# [What is being asked]
Reproduce word for word the part of the article on when to say goodbye to a Bernese Mountain Dog from "If both these" to "do it anymore.".

──────── Source document ────────

When to say goodbye to your Bernese Mountain Dog

Written by Melissa Zebley DVM
Edited by Dino Candelaria in hopes it will help a Bernese owner in need

When trying to track down the course of a pet's serious illness the questions to ask yourself are: is his quality of life acceptable? How is the dog taking it? Is his attitude good? Is he still able to do the things he enjoys doing? This means different things to different dogs. Some live for running amok and playing, while others want nothing more than to lay in their momma's or poppa's lap and be loved. It also concerns level of comfort or discomfort, again this depends on the dog as some dogs are more stoic and others are more sensitive. This issue can also be addressed with pain medicine. A dog with a poor attitude may be a dog in pain. Get the dog on some pain medication and you may have an entirely different dog. A related question to quality of life is "will to live". These are similar but not the same. A dog with the "will to live" may not be able to eat, for example, and will literally waste away in front of your eyes. This dog's quality of life would be unacceptable despite his "will to live". On the other side a dog with acceptable quality of life may be tired of fighting to live. This is something you can judge better than anyone outside your family.

If both these questions can be answered with a "yes" then the next concerns you and your family. Can you afford to continue, both financially and emotionally? A lot of people are afraid to admit no to either, but it is okay to say no to either one or both. After spending your limit no one can say you didn't try, or that you weren't prepared for the potential expense of a Bernese Mountain Dog (or other pet for that matter). This is far beyond the appropriate vaccines, worming and Heartworm prevention, so don't let anyone judge you for not being able to pay for extensive treatments. Only you can decide what is the maximum amount you and your family can afford financially, or withstand emotionally. It hurts watching a beloved pet suffer and there understandably comes a time when you just can't do it anymore.

──────── Data ────────

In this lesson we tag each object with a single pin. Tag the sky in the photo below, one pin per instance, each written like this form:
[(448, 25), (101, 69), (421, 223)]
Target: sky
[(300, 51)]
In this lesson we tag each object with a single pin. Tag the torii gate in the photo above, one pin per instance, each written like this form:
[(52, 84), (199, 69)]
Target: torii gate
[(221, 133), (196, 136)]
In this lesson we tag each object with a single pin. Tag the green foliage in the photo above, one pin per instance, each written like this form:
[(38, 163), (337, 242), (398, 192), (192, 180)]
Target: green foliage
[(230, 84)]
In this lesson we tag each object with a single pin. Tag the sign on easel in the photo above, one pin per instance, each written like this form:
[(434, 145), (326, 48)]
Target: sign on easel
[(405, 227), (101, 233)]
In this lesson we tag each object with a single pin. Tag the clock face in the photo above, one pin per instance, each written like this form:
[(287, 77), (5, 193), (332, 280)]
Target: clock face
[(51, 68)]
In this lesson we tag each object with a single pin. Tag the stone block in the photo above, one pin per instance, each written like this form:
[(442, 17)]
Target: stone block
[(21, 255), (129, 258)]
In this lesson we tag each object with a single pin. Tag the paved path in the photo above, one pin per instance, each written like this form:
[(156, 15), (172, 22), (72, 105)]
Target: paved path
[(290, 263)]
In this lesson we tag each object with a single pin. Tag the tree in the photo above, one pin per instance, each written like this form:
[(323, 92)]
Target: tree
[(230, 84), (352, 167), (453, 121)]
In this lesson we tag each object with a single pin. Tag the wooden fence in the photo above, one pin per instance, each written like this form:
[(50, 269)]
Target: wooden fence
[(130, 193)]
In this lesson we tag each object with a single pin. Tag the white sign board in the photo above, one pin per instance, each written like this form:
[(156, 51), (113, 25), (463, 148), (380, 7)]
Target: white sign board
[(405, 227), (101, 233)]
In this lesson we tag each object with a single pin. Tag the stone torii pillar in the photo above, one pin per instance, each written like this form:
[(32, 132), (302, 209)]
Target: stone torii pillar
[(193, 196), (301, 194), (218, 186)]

────────

# [Solution to this problem]
If both these questions can be answered with a "yes" then the next concerns you and your family. Can you afford to continue, both financially and emotionally? A lot of people are afraid to admit no to either, but it is okay to say no to either one or both. After spending your limit no one can say you didn't try, or that you weren't prepared for the potential expense of a Bernese Mountain Dog (or other pet for that matter). This is far beyond the appropriate vaccines, worming and Heartworm prevention, so don't let anyone judge you for not being able to pay for extensive treatments. Only you can decide what is the maximum amount you and your family can afford financially, or withstand emotionally. It hurts watching a beloved pet suffer and there understandably comes a time when you just can't do it anymore.